## WHAT YOU ARE ASKED TO DO
Search the records for the string "every" and report how many lines contain it, with nothing else.

[Records contained in a dataset]
######
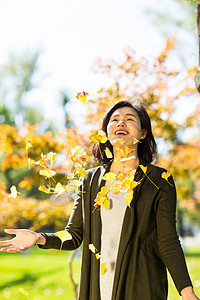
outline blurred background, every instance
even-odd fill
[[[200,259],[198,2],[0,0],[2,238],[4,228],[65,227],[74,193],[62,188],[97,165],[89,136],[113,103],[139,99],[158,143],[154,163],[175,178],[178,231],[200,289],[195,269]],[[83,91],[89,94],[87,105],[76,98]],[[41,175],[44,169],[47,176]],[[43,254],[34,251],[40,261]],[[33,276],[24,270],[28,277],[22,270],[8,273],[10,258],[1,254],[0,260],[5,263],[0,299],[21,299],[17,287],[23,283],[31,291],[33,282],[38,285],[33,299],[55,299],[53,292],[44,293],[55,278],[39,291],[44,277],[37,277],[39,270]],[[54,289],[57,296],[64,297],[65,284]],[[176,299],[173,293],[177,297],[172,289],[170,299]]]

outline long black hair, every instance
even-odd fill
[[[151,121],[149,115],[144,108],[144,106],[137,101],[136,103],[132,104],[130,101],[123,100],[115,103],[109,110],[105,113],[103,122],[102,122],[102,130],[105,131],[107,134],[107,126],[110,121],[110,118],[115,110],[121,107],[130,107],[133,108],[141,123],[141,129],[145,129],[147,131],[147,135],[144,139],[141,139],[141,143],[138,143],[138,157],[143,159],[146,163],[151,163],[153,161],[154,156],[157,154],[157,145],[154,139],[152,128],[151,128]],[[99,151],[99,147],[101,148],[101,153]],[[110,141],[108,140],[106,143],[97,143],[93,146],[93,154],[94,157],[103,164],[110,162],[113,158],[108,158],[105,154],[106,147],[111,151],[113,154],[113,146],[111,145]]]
######
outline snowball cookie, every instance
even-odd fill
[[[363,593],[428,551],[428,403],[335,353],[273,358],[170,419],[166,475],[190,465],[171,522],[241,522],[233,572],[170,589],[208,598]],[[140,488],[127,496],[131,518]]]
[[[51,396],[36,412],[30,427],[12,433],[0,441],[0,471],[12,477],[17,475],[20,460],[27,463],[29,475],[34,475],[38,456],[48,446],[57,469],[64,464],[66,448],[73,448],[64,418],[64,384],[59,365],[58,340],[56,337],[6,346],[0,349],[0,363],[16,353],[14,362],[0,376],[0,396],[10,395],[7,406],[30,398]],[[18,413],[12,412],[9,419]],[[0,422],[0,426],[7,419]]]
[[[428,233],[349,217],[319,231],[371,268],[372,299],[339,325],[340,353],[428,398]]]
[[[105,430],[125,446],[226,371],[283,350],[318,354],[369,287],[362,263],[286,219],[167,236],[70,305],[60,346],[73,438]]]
######
## WRITTEN ANSWER
3